__Try it__.
Answer these questions from the text on carotid artery irradiation below:
(a) At what dose rate was radiation given in the in vivo method?
(b) Under what resting tension were the arterial rings suspended?
(c) How long was the equilibration period before high K⁺ solution was given?

__Text block__.
= Beginning of Section =
Two irradiation methods were used for the carotid arteries. The first was whole-body irradiation followed by carotid artery excision (in vivo method). A source axis distance technique with opposing anterior–posterior fields was used. A dose of 8 Gy or 16 Gy at a rate of 4.1 Gy/min was administered at mid-depth of the rabbits in prone position. Intramuscular injection of acepromazine (1 mg/kg) was administered for sedation before irradiation. The rabbits were sacrificed 20 h after irradiation. The second method was irradiation of the excised carotid artery (ex vivo method). A source surface distance technique was used. The prescribed dose was either 8 Gy or 16 Gy at a rate of 3.9 Gy/min and the minimum set-up margin was 2 cm in all directions. The dose selection and study times were based on previous studies [14, 16, 25]. The lower dose of 8 Gy was selected because it is between the dose prescribed by Soloviev et al. (6 Gy) and the dose suggested to be lethal in 50% of animals by Gratwohl et al. (10–12 Gy). A higher dose of 16 Gy was selected to enhance radiation-induced vascular dysfunction. A linear accelerator (LINAC, Varian Medical System, Palo Alto, CA, USA) producing 6-MV X-rays was used. Irradiated arteries were cut into rings of 2-mm thickness and placed into 20-ml organ baths filled with normal Tyrode solution. The organ baths were maintained at 37°C and equilibrated with a gas mixture of 95% O₂ and 5% CO₂. Arterial rings were suspended by a pair of stainless steel hooks under a resting tension of 2 g.

Measurement of tension

A computerized automated isometric transducer system (LabChart and Scope v6; AD Instruments, Heidelberg, Germany) was used for recording the tension of the rings. After an equilibration period of at least 60 min, high K⁺ solution (the same composition as normal Tyrode solution, but with 70 mM NaCl and 70 mM KCl) was administered two or three times to achieve reproducible contractile responses. Contraction was induced by 10 µM of PE, followed by relaxation by 10 µM of ACh. The ACh-induced relaxation was compared in healthy and irradiated vessels. The measurement of tension on arterial rings was conducted as described previously [26]. To investigate the underlying mechanisms of the impaired vasodilation, 100 µM of L-NA, 10 µM of ODQ, 100 µM of AG, or 1 mM of TEA were added to the organ baths and incubated for at least 20 min. Changes in relaxant responses to ACh were examined as above.
= End of Section =
__Provided data__.
= Beginning of Section =
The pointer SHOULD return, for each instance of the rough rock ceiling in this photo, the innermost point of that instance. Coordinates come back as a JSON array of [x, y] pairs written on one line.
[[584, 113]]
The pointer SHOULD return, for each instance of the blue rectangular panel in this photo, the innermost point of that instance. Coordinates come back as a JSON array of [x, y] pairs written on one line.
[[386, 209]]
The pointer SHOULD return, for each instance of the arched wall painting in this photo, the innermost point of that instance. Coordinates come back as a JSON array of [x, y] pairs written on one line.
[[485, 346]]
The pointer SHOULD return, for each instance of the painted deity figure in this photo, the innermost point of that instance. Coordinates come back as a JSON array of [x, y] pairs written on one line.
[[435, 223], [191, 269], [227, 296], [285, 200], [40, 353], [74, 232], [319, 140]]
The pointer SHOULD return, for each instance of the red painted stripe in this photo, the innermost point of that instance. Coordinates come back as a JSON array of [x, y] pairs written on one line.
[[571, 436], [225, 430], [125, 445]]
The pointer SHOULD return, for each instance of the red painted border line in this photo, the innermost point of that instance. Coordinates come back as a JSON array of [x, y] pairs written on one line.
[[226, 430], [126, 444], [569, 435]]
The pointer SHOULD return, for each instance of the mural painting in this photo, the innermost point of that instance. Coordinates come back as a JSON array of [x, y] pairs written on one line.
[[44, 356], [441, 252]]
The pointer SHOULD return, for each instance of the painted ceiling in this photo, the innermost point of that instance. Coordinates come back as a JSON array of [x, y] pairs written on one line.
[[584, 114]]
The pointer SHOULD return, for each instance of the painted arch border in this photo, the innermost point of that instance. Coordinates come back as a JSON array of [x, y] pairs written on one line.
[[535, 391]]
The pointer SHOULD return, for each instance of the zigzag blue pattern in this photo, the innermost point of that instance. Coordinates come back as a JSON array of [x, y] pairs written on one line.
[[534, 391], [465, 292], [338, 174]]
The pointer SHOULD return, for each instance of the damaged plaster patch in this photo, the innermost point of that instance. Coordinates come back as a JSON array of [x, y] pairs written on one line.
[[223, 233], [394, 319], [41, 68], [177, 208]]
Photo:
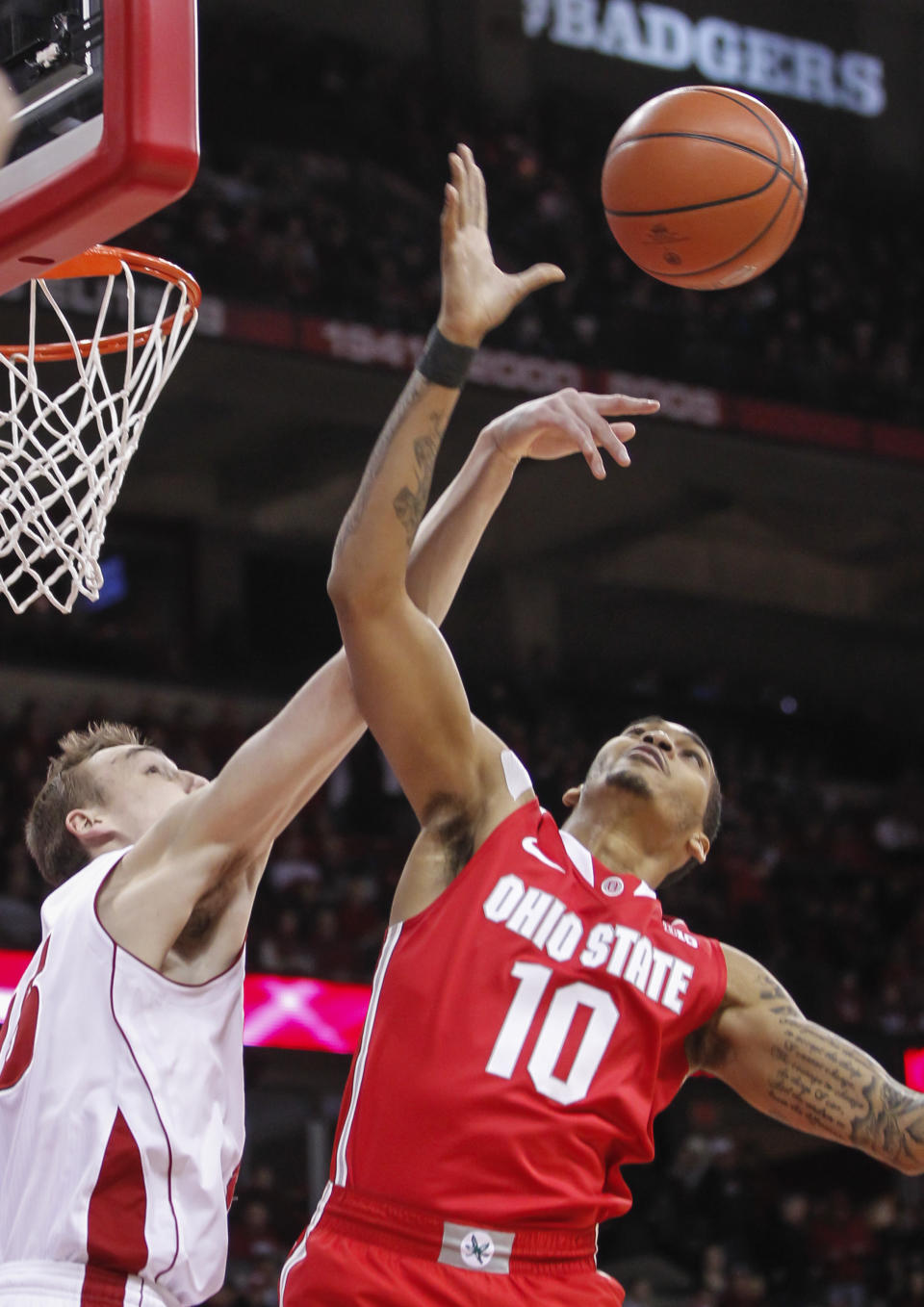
= End of Section =
__Answer to this task__.
(a) 4.1 Gy/min
(b) 2 g
(c) At least 60 min